ACTIVITY: Reproduce exactly the lines from the one containing "wooden chair in" through the last line of the records below, both included, and nothing else.

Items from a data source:
- - -

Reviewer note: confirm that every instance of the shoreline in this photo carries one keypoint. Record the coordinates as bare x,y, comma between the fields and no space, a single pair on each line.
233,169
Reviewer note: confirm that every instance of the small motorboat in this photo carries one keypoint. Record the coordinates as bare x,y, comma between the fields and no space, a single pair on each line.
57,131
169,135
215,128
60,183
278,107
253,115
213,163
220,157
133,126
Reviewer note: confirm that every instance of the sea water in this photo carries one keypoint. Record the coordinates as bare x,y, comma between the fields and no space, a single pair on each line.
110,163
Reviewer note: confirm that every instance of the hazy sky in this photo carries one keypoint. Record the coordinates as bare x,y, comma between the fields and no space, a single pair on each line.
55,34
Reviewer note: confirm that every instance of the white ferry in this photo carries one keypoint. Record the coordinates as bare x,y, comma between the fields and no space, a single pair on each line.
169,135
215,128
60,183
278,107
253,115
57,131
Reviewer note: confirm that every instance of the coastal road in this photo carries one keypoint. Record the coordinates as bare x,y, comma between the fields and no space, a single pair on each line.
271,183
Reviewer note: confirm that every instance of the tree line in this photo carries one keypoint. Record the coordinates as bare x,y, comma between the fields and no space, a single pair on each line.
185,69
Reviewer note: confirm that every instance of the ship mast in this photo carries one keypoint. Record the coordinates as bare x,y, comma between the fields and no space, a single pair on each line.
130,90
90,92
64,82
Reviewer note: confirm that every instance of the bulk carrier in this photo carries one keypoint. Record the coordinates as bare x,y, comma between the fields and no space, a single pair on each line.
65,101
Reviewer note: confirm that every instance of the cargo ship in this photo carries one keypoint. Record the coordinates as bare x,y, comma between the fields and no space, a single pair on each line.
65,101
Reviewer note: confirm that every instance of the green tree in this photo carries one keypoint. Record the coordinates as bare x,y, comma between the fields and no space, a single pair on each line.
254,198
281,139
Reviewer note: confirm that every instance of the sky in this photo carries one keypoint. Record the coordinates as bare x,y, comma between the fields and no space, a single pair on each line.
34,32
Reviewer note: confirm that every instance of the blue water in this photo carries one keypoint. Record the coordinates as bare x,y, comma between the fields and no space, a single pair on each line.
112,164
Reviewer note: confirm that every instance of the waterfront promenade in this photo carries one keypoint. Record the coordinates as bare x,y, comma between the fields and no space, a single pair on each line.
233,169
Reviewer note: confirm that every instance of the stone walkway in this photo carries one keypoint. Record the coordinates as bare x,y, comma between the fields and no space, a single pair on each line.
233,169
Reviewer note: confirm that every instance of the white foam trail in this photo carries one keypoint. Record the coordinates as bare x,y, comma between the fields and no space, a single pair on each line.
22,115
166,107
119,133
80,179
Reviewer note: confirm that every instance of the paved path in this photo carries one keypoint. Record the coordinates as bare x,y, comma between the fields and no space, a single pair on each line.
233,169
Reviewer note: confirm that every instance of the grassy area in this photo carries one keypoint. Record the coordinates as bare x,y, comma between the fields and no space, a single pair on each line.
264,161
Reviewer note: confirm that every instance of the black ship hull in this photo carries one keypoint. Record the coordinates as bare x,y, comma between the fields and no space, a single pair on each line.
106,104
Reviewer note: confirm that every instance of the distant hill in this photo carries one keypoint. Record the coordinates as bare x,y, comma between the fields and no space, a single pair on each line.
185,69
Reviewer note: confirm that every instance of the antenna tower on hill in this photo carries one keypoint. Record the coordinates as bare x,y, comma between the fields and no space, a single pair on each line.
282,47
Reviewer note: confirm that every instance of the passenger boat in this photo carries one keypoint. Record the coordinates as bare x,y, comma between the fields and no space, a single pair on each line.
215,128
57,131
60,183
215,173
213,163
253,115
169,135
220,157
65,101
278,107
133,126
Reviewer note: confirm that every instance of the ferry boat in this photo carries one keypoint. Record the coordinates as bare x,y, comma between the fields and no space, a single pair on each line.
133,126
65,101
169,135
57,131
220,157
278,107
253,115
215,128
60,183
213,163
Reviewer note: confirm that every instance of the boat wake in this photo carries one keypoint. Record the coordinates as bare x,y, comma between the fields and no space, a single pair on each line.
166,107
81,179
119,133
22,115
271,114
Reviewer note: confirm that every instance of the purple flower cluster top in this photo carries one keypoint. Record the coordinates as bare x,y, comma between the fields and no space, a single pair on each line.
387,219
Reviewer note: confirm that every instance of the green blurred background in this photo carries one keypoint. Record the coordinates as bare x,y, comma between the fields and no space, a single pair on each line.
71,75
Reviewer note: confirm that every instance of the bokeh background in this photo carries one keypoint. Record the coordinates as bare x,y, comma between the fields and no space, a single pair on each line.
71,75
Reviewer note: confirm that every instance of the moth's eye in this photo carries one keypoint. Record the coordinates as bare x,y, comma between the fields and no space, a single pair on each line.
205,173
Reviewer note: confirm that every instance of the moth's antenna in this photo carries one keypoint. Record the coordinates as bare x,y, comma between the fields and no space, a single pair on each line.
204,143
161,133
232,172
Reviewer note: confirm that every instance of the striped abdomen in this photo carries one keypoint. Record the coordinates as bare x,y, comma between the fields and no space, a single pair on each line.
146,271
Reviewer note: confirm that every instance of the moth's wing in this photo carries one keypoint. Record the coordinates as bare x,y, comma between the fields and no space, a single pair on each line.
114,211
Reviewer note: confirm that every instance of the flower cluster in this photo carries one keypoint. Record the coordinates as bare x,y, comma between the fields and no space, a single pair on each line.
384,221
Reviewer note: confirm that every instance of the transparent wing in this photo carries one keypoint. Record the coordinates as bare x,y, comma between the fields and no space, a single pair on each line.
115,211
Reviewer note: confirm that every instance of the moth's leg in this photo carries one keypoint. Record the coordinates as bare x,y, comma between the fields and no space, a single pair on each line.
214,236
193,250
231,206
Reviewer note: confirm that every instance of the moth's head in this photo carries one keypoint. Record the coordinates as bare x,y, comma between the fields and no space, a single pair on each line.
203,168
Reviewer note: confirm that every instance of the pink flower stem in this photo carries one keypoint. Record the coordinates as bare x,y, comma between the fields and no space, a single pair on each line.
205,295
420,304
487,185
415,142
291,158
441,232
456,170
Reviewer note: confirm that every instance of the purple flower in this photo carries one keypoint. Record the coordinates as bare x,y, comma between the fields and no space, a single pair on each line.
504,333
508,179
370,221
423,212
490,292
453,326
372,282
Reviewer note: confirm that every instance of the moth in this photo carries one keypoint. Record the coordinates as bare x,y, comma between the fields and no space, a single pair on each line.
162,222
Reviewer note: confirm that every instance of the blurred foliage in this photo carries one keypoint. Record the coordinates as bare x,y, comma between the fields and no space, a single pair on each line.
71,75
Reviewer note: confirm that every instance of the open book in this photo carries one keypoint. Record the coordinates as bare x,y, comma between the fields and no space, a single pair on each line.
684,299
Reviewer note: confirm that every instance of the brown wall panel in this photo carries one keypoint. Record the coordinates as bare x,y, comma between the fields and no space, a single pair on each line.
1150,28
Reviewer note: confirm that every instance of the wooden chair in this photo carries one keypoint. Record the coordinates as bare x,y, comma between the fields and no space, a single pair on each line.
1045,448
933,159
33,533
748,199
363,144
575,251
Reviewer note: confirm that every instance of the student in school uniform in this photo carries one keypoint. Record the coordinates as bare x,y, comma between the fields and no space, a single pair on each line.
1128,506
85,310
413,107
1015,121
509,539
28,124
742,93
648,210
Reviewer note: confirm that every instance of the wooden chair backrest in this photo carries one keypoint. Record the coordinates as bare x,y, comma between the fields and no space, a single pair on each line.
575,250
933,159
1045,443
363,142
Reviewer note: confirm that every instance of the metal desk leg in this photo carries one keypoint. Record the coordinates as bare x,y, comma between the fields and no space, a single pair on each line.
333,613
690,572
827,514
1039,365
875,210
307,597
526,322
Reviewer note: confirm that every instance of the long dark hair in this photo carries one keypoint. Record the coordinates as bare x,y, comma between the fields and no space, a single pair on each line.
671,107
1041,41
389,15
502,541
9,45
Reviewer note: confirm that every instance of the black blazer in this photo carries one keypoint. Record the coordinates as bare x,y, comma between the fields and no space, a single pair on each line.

- - -

REPLY:
Reviewer note: confirm that every instance of the wooden chair in this photo carries one keypoint. Record the coordinates as bare x,y, comma between the fields and no space, a single pair on each line.
1045,448
933,159
33,533
748,199
363,144
575,251
Reviewer note: confirm that every instance of the student in school uniform in this photo carries one keypoint. Record the coordinates as bare x,y, comma between the fields and no space, a single pair on each line.
1128,506
85,310
413,107
1015,121
509,539
28,124
742,93
648,210
Reviewer note: confirm that every instance of the wooden chair backrest in this photo carries one keypoint. Record the coordinates as bare x,y, comma between the fields and no space, a single pair on each line.
575,250
933,159
1045,443
363,142
Reviewer note: confirm that every instance of the metal desk leg in this photo carries one keypoint. Record the coordinates as bare x,y, comma between the fields and no space, a single pair on each line.
333,613
690,572
827,514
1039,365
875,210
307,597
526,322
Reviewer note: confirm that every instance of the long dark hair in this photo carries one keypoint. Record the coordinates as bare x,y, comma between the fields and no space, a single pair on each line.
671,107
1041,41
389,15
502,541
9,45
Reviewer note: confirm that every instance of the black blazer in this photo carries one keypoint. Record the coordinates as bare x,y, comma between the fields and no space, a single pair on each line.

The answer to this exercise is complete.